=== Section Start ===

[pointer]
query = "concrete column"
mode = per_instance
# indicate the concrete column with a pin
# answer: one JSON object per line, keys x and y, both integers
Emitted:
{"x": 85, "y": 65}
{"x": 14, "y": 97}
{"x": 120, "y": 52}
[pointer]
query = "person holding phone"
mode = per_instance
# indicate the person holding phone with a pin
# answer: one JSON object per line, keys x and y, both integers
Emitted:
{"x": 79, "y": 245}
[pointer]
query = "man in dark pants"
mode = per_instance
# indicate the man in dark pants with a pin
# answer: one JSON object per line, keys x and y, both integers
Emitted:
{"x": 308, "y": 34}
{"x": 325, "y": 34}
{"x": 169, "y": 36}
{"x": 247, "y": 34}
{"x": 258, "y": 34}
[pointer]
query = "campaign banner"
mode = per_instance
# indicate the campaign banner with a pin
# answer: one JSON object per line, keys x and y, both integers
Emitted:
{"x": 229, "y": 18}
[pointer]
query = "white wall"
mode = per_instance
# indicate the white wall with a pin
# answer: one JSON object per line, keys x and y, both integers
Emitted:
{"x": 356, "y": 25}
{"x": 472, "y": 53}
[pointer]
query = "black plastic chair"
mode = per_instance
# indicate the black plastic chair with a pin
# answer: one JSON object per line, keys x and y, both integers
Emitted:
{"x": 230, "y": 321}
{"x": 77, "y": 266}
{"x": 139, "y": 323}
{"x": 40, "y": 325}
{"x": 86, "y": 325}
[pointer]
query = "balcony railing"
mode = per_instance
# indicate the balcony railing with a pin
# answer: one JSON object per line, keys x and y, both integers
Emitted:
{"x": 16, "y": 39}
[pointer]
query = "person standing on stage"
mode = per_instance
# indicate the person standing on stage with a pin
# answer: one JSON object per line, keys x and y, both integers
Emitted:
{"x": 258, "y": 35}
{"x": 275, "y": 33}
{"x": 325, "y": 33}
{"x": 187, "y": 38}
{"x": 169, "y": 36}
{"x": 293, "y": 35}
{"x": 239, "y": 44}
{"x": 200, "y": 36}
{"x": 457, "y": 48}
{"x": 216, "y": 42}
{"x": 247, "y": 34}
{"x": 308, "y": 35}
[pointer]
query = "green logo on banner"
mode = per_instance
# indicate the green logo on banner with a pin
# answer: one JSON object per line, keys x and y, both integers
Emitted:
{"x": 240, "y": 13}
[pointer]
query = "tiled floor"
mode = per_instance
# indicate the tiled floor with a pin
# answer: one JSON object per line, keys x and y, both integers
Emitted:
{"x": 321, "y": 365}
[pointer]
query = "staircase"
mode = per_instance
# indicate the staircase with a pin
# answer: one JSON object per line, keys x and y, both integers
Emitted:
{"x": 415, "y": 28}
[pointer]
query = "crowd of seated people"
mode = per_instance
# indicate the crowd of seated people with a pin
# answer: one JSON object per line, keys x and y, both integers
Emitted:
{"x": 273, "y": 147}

=== Section End ===

## [Exercise objective]
Your task is to give the records above again, exactly.

## [The completed task]
[pointer]
query = "concrete column"
mode = per_instance
# indicate the concrete column with a pin
# answer: one JSON object per line, keys x and y, both integers
Emitted:
{"x": 85, "y": 65}
{"x": 14, "y": 97}
{"x": 120, "y": 52}
[pointer]
query = "person holding phone"
mode = per_instance
# indicate the person holding phone with a pin
# answer: one JSON object per line, keys x and y, both integers
Emitted:
{"x": 79, "y": 245}
[pointer]
query = "man in dark pants"
mode = per_instance
# indicate the man in dark pants with a pin
# answer: one JSON object per line, keys x and y, both integers
Emitted:
{"x": 308, "y": 34}
{"x": 325, "y": 34}
{"x": 169, "y": 36}
{"x": 247, "y": 34}
{"x": 258, "y": 34}
[pointer]
query = "campaign banner"
mode = per_instance
# indicate the campaign banner with a pin
# answer: one JSON object per line, keys x and y, both integers
Emitted:
{"x": 229, "y": 18}
[pointer]
query = "white wall"
mode = per_instance
# indicate the white wall with a pin
# answer: one JSON object per line, keys x and y, both integers
Emitted:
{"x": 356, "y": 25}
{"x": 472, "y": 53}
[pointer]
query = "black plastic chair"
mode = per_instance
# indicate the black plastic chair with a pin
# answer: one JSON object per line, keys x and y, both integers
Emitted:
{"x": 230, "y": 321}
{"x": 77, "y": 266}
{"x": 139, "y": 323}
{"x": 40, "y": 325}
{"x": 86, "y": 325}
[pointer]
query = "balcony railing"
mode = per_instance
# indicate the balcony railing with a pin
# answer: one JSON object per line, keys x and y, both integers
Emitted:
{"x": 16, "y": 39}
[pointer]
query = "person standing on stage"
mode = per_instance
# indicate the person standing on stage with a pin
# answer: one JSON object per line, keys x and y, both integers
Emitted:
{"x": 258, "y": 35}
{"x": 275, "y": 33}
{"x": 325, "y": 33}
{"x": 187, "y": 38}
{"x": 169, "y": 36}
{"x": 293, "y": 35}
{"x": 239, "y": 44}
{"x": 200, "y": 36}
{"x": 457, "y": 48}
{"x": 216, "y": 42}
{"x": 247, "y": 34}
{"x": 308, "y": 35}
[pointer]
query = "green logo on banner"
mode = per_instance
# indicate the green logo on banner with a pin
# answer: one JSON object per line, keys x and y, both integers
Emitted:
{"x": 240, "y": 13}
[pointer]
query = "tiled floor"
mode = per_instance
# indicate the tiled floor with a pin
# answer: one JSON object per line, keys x and y, both integers
Emitted:
{"x": 321, "y": 365}
[pointer]
query = "staircase"
mode = per_instance
# indicate the staircase with a pin
# answer: one JSON object per line, keys x and y, both integers
Emitted:
{"x": 415, "y": 28}
[pointer]
query = "crowd of seated people"
mode = per_instance
# indicate the crowd of seated people with a pin
# answer: one JSON object per line, keys x and y, both integers
Emitted:
{"x": 273, "y": 147}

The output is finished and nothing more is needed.